RECORD EXCERPTS >>

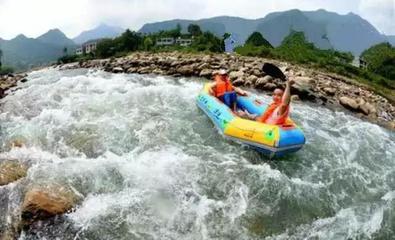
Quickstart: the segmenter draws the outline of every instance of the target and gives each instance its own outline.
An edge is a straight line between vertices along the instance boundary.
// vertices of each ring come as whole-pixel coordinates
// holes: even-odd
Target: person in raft
[[[224,69],[219,70],[214,76],[214,83],[210,85],[209,93],[221,100],[234,112],[236,112],[237,94],[247,96],[245,91],[232,85],[228,73]]]
[[[239,111],[238,115],[243,118],[256,120],[266,124],[284,124],[289,114],[289,105],[291,103],[291,86],[294,83],[294,80],[288,79],[284,91],[280,88],[274,89],[273,102],[266,108],[266,111],[261,116],[250,114],[246,110]]]

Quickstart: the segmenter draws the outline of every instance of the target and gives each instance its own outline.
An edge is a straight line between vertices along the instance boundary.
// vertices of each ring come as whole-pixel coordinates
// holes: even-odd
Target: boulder
[[[292,101],[292,102],[298,102],[298,101],[300,101],[300,98],[299,98],[298,95],[292,95],[292,96],[291,96],[291,101]]]
[[[258,78],[258,79],[255,81],[255,87],[256,87],[256,88],[259,88],[259,89],[262,89],[263,86],[265,86],[266,83],[268,83],[267,78],[265,78],[265,77],[263,77],[263,78]]]
[[[121,68],[121,67],[114,67],[112,69],[112,72],[113,73],[122,73],[123,72],[123,68]]]
[[[229,73],[229,78],[231,79],[231,80],[236,80],[236,79],[238,79],[238,78],[244,78],[244,72],[242,72],[242,71],[233,71],[233,72],[230,72]]]
[[[269,90],[269,91],[272,91],[272,90],[274,90],[274,89],[276,89],[277,88],[277,85],[276,84],[274,84],[274,83],[266,83],[264,86],[263,86],[263,89],[264,90]]]
[[[28,167],[18,160],[0,160],[0,186],[26,177]]]
[[[257,77],[260,77],[260,76],[263,75],[263,74],[262,74],[262,71],[259,70],[259,69],[254,69],[254,70],[252,71],[252,74],[254,74],[254,75],[257,76]]]
[[[73,190],[62,185],[32,186],[27,190],[22,204],[23,225],[69,212],[79,200]]]
[[[361,109],[361,111],[366,115],[377,113],[376,108],[368,102],[364,102],[363,104],[360,104],[359,109]]]
[[[358,102],[355,99],[350,98],[350,97],[345,97],[345,96],[340,97],[339,98],[339,102],[345,108],[348,108],[348,109],[353,110],[353,111],[357,111],[358,108],[359,108]]]
[[[243,78],[238,78],[232,82],[232,84],[236,87],[245,85],[245,81]]]
[[[257,79],[258,79],[257,76],[250,75],[250,76],[247,77],[246,83],[249,84],[249,85],[254,85]]]
[[[329,96],[334,96],[336,94],[336,89],[331,87],[326,87],[323,89],[326,94]]]
[[[183,65],[177,68],[177,72],[184,76],[191,76],[193,75],[194,70],[193,70],[193,66],[191,65]]]
[[[199,73],[199,77],[205,77],[205,78],[211,78],[211,75],[213,74],[213,70],[209,68],[205,68]]]

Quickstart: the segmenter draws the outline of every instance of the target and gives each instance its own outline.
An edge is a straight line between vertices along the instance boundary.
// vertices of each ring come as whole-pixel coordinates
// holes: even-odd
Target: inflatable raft
[[[242,119],[216,97],[211,96],[208,88],[209,84],[206,84],[199,93],[197,104],[226,137],[245,143],[271,158],[296,152],[303,147],[305,136],[290,118],[281,126]],[[254,97],[238,96],[237,106],[261,115],[267,105],[256,100]]]

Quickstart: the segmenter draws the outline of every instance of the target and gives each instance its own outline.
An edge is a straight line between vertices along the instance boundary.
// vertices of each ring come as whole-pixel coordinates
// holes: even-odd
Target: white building
[[[75,54],[81,55],[81,54],[94,53],[97,49],[97,44],[99,43],[100,40],[101,39],[90,40],[86,43],[83,43],[81,47],[75,50]]]
[[[174,38],[159,38],[156,41],[156,45],[158,46],[170,46],[174,45],[175,41]]]
[[[186,47],[192,44],[192,39],[191,38],[177,38],[176,44]]]

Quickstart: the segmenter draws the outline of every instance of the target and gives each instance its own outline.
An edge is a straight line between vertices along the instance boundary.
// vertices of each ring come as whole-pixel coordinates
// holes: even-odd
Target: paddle
[[[283,81],[287,80],[287,77],[284,75],[284,73],[274,64],[271,63],[264,63],[262,66],[262,71],[265,72],[267,75],[273,77],[273,78],[279,78]],[[306,87],[299,87],[300,89],[303,89],[308,95],[310,96],[315,96],[314,92],[311,91],[310,89],[307,89]]]
[[[284,81],[287,79],[284,73],[276,65],[271,63],[264,63],[262,66],[262,71],[274,78],[279,78]]]

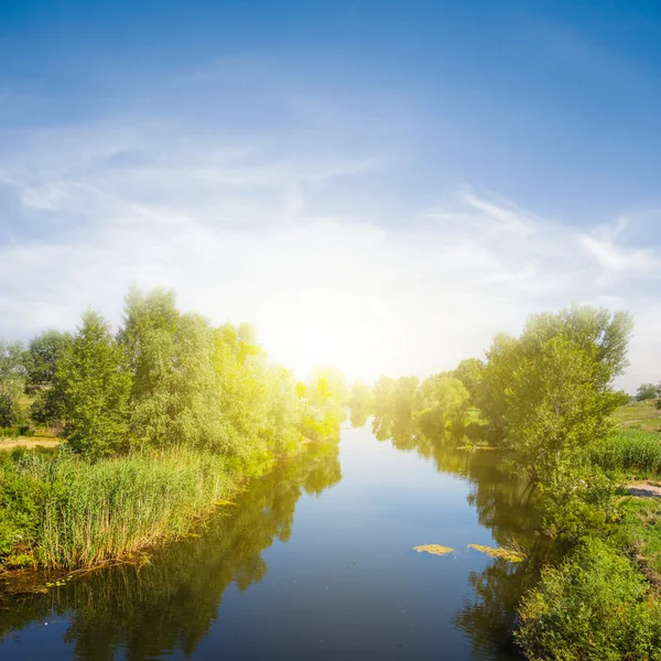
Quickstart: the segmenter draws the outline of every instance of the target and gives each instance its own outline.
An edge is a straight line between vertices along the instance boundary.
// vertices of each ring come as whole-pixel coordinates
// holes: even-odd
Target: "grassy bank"
[[[661,434],[618,429],[593,449],[593,459],[606,470],[632,477],[661,476]]]
[[[6,566],[69,568],[134,554],[189,532],[245,476],[227,458],[183,447],[98,463],[68,452],[3,454]]]

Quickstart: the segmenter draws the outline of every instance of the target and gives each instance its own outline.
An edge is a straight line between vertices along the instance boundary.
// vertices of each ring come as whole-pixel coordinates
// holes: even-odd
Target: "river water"
[[[530,545],[523,501],[492,452],[348,427],[149,565],[4,604],[0,659],[519,659],[509,631],[531,563],[467,546]]]

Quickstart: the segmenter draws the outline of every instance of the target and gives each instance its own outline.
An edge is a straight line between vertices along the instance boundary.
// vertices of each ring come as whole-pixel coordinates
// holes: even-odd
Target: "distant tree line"
[[[24,347],[0,342],[0,427],[46,425],[104,457],[187,445],[237,460],[337,435],[344,377],[297,382],[267,360],[247,324],[212,325],[175,294],[132,289],[118,332],[97,312]]]

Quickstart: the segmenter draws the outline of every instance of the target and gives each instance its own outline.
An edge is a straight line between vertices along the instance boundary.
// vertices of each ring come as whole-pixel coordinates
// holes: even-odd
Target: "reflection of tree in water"
[[[470,572],[468,582],[475,598],[465,602],[454,618],[455,626],[470,636],[477,658],[511,658],[516,607],[552,553],[543,538],[535,534],[539,520],[527,480],[503,465],[496,451],[457,449],[460,440],[426,436],[408,415],[398,420],[380,414],[371,424],[379,441],[390,440],[398,449],[415,449],[431,459],[437,470],[466,478],[470,484],[468,502],[477,510],[479,522],[491,531],[499,545],[514,542],[528,554],[529,560],[523,563],[496,559],[483,572]]]
[[[243,590],[266,576],[261,553],[275,539],[290,538],[302,494],[321,494],[340,478],[337,444],[311,444],[252,483],[204,534],[166,546],[151,564],[93,572],[46,595],[6,604],[0,636],[66,614],[65,640],[74,643],[78,659],[111,661],[119,647],[131,661],[173,649],[191,654],[227,586],[235,583]]]

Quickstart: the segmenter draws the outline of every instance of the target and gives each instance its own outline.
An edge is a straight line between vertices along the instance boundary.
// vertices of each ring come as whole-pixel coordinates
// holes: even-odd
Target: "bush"
[[[632,561],[592,539],[546,568],[519,608],[531,661],[661,659],[661,607]]]
[[[607,470],[636,469],[661,474],[661,435],[620,430],[595,446],[593,460]]]
[[[0,460],[0,562],[30,553],[35,564],[75,567],[120,557],[185,534],[236,488],[227,459],[178,447],[97,463],[13,452]]]

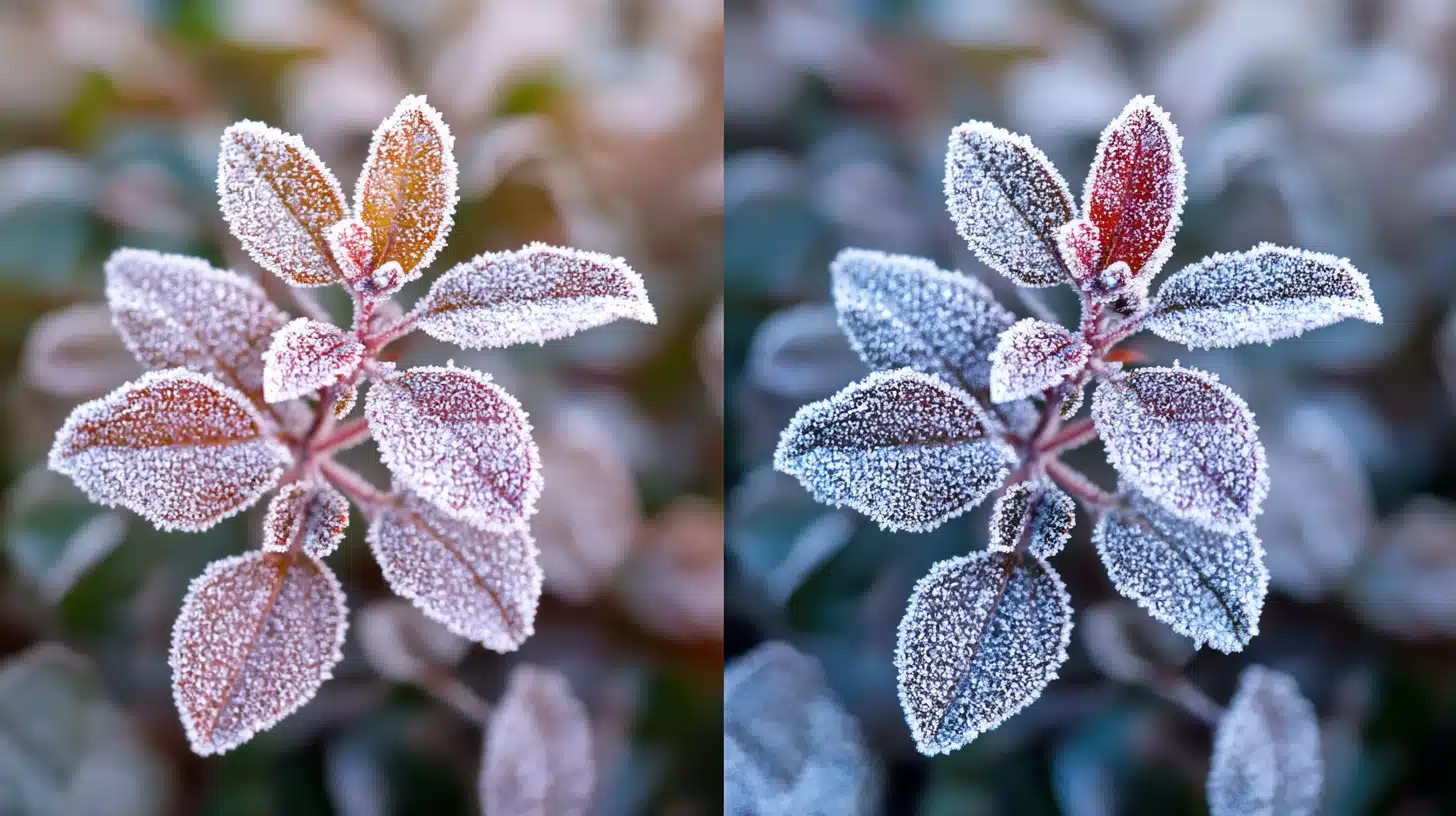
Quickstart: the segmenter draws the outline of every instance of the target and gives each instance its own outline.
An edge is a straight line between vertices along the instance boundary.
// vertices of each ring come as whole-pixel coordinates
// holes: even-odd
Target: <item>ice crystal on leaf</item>
[[[545,243],[454,267],[416,313],[425,334],[466,348],[546,342],[617,318],[657,322],[642,277],[626,261]]]
[[[213,562],[172,627],[172,697],[199,755],[224,753],[307,702],[342,657],[344,592],[307,555]]]
[[[929,530],[980,504],[1013,462],[965,392],[910,369],[805,405],[775,453],[820,501],[891,530]]]
[[[1268,493],[1258,425],[1213,374],[1149,367],[1104,380],[1092,418],[1118,474],[1172,513],[1224,532],[1258,514]]]
[[[480,804],[491,816],[582,816],[596,784],[587,708],[561,673],[517,666],[491,715]]]
[[[1067,659],[1072,602],[1041,558],[976,552],[930,567],[900,621],[900,707],[916,748],[949,753],[1041,695]]]
[[[163,530],[205,530],[258,501],[291,463],[248,398],[208,374],[150,372],[79,405],[50,466],[98,504]]]
[[[1370,281],[1344,258],[1261,243],[1184,267],[1158,290],[1153,334],[1192,348],[1274,342],[1358,318],[1383,321]]]
[[[1214,734],[1211,816],[1310,816],[1322,777],[1319,721],[1294,678],[1245,669]]]
[[[1208,530],[1131,493],[1092,539],[1117,592],[1197,646],[1241,651],[1259,632],[1268,570],[1252,530]]]

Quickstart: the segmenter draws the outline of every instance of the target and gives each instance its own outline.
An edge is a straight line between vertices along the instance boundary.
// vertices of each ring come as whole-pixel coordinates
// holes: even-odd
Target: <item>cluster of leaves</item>
[[[994,729],[1056,678],[1072,605],[1048,560],[1075,501],[1120,593],[1195,646],[1238,651],[1258,632],[1268,478],[1254,415],[1207,372],[1124,369],[1136,357],[1121,341],[1147,328],[1230,347],[1382,319],[1345,259],[1273,245],[1213,255],[1150,293],[1184,207],[1181,138],[1150,98],[1102,133],[1080,207],[1028,138],[984,122],[951,134],[945,194],[984,264],[1025,287],[1070,286],[1080,325],[1018,322],[958,272],[846,249],[834,303],[875,372],[799,409],[775,456],[817,500],[890,530],[930,530],[1002,488],[989,546],[936,564],[900,624],[900,702],[926,755]],[[1076,418],[1089,385],[1091,417]],[[1060,460],[1096,439],[1115,494]]]
[[[479,255],[409,312],[395,306],[444,245],[457,198],[453,138],[419,96],[376,130],[352,205],[297,136],[259,122],[223,134],[217,189],[233,235],[298,287],[306,316],[202,261],[116,251],[112,322],[153,370],[76,408],[50,455],[93,501],[159,529],[204,530],[282,485],[261,549],[211,564],[173,628],[173,697],[199,755],[271,727],[338,663],[345,600],[322,558],[349,503],[390,587],[425,615],[496,651],[533,632],[542,570],[527,525],[542,474],[526,412],[483,373],[397,372],[381,350],[414,329],[496,348],[655,322],[622,259],[545,245]],[[349,293],[349,328],[301,291],[323,286]],[[365,383],[364,415],[349,420]],[[389,491],[333,460],[368,437]]]

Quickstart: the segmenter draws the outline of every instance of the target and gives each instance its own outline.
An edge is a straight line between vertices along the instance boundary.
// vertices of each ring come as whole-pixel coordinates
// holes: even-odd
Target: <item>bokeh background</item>
[[[399,345],[518,395],[550,474],[537,634],[511,656],[470,650],[457,676],[495,699],[515,663],[563,672],[597,734],[596,812],[719,809],[722,6],[19,0],[0,4],[0,813],[35,812],[22,784],[70,796],[41,810],[67,815],[478,812],[479,730],[381,679],[357,625],[303,710],[192,756],[172,621],[207,562],[256,546],[262,507],[159,533],[39,465],[76,404],[138,373],[100,305],[115,248],[259,274],[217,208],[223,128],[298,133],[352,189],[406,93],[456,134],[462,201],[435,272],[566,243],[628,258],[660,315],[546,347]],[[348,462],[386,481],[373,446]],[[389,597],[363,527],[329,557],[355,612]]]
[[[728,4],[725,648],[782,638],[823,662],[878,755],[885,813],[1206,813],[1210,730],[1112,679],[1128,641],[1220,704],[1251,662],[1293,673],[1324,727],[1322,813],[1456,813],[1453,47],[1444,0]],[[1235,656],[1153,648],[1166,631],[1117,605],[1082,517],[1056,560],[1077,609],[1061,679],[926,761],[895,698],[895,625],[932,562],[984,546],[989,507],[890,535],[772,472],[794,411],[865,373],[827,264],[844,246],[925,255],[1025,315],[946,216],[946,137],[968,118],[1025,133],[1080,198],[1136,93],[1184,136],[1169,270],[1261,240],[1347,255],[1385,325],[1213,353],[1136,338],[1153,361],[1220,373],[1261,420],[1262,634]],[[1101,446],[1073,463],[1114,484]]]

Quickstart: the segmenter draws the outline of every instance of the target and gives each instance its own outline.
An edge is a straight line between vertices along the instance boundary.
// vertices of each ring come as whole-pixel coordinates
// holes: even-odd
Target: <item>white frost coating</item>
[[[879,768],[818,660],[769,641],[724,670],[724,813],[879,813]]]
[[[869,367],[990,386],[990,350],[1016,318],[978,280],[872,249],[844,249],[828,270],[839,325]]]
[[[1061,385],[1091,356],[1086,341],[1056,323],[1016,321],[992,351],[992,402],[1013,402]]]
[[[980,504],[1015,460],[965,392],[911,369],[875,372],[799,408],[773,455],[818,501],[913,532]]]
[[[1261,243],[1184,267],[1158,290],[1147,328],[1192,348],[1274,342],[1358,318],[1383,322],[1348,258]]]
[[[186,369],[149,372],[77,405],[50,468],[87,498],[197,532],[252,506],[293,462],[236,389]]]
[[[1067,182],[1029,138],[970,121],[951,133],[945,204],[983,264],[1021,286],[1067,278],[1057,230],[1073,217]]]
[[[900,708],[920,753],[965,746],[1038,697],[1067,660],[1072,599],[1045,561],[973,552],[920,578],[900,621]]]
[[[1219,720],[1208,768],[1211,816],[1310,816],[1324,759],[1315,707],[1294,678],[1249,666]]]
[[[354,373],[364,344],[344,329],[298,318],[274,334],[264,351],[264,399],[282,402],[328,388]]]
[[[425,334],[466,348],[543,344],[619,318],[657,323],[642,275],[626,261],[545,243],[459,264],[416,313]]]
[[[326,230],[344,219],[344,191],[303,138],[262,122],[223,131],[217,198],[227,226],[259,267],[293,286],[339,280]]]
[[[1130,493],[1092,539],[1117,592],[1197,647],[1242,651],[1259,634],[1270,576],[1252,530],[1207,530]]]
[[[527,530],[482,532],[400,491],[368,545],[390,589],[451,632],[495,651],[534,632],[542,568]]]
[[[531,424],[489,376],[409,369],[370,386],[364,417],[395,478],[446,514],[505,532],[536,513],[542,469]]]
[[[226,753],[312,699],[347,629],[339,580],[314,558],[253,551],[210,564],[172,627],[172,699],[192,750]]]
[[[597,777],[593,745],[587,707],[566,678],[539,666],[517,666],[485,730],[482,812],[584,815]]]
[[[1249,407],[1197,369],[1139,369],[1104,380],[1092,420],[1108,462],[1169,511],[1233,532],[1268,494],[1264,446]]]

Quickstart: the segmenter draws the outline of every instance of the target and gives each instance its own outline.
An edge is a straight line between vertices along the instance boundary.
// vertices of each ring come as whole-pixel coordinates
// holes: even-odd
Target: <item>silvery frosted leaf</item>
[[[262,122],[223,131],[217,198],[229,229],[259,267],[293,286],[339,280],[328,229],[344,219],[344,191],[301,138]]]
[[[370,386],[364,417],[395,478],[446,514],[501,532],[536,511],[542,472],[531,425],[486,374],[409,369]]]
[[[495,651],[531,637],[542,570],[524,529],[483,532],[400,491],[370,520],[368,545],[390,589],[451,632]]]
[[[1206,527],[1232,532],[1268,493],[1249,407],[1197,369],[1137,369],[1104,380],[1092,420],[1108,462],[1139,491]]]
[[[1022,286],[1067,278],[1057,230],[1073,217],[1072,191],[1025,136],[987,122],[957,127],[945,153],[945,203],[987,267]]]
[[[170,369],[77,405],[55,433],[50,468],[98,504],[195,532],[258,501],[291,460],[242,393]]]
[[[830,264],[839,323],[874,369],[990,385],[990,351],[1015,318],[976,278],[925,258],[844,249]]]
[[[307,555],[208,565],[172,627],[172,698],[192,750],[224,753],[313,698],[342,657],[344,590]]]
[[[1192,348],[1226,348],[1299,337],[1345,318],[1383,322],[1370,280],[1348,259],[1261,243],[1169,277],[1147,328]]]
[[[1245,669],[1213,737],[1211,816],[1310,816],[1322,777],[1319,721],[1294,678]]]
[[[264,399],[282,402],[335,385],[358,369],[364,344],[344,329],[298,318],[264,353]]]
[[[773,458],[814,498],[917,532],[980,504],[1013,462],[965,392],[910,369],[875,372],[805,405]]]
[[[992,401],[1040,395],[1080,372],[1091,356],[1086,341],[1056,323],[1016,321],[992,351]]]
[[[1041,697],[1067,660],[1072,600],[1045,561],[973,552],[920,578],[900,621],[900,708],[920,753],[965,746]]]
[[[491,714],[480,761],[489,816],[581,816],[596,785],[587,707],[558,672],[517,666]]]
[[[619,318],[657,322],[626,261],[545,243],[456,265],[415,309],[425,334],[466,348],[542,344]]]
[[[1024,536],[1029,536],[1026,552],[1051,558],[1061,552],[1077,523],[1077,506],[1072,497],[1047,481],[1016,482],[996,497],[992,509],[992,552],[1013,552]]]
[[[1127,498],[1092,532],[1117,592],[1198,647],[1242,651],[1259,634],[1268,595],[1258,536],[1200,527],[1137,493]]]

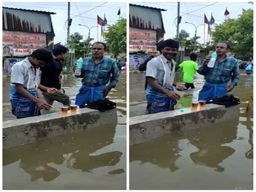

WHAT NEEDS TO BE DONE >>
Report each line in the listing above that contains the string "item", treating uppercase and lowercase letters as distinct.

OUTPUT BELOW >>
Target: <item>ice crystal on leaf</item>
Target: <item>cluster of leaves</item>
Target: <item>bokeh background</item>
Target: <item>white frost coating</item>
Target: <item>silvery frosted leaf</item>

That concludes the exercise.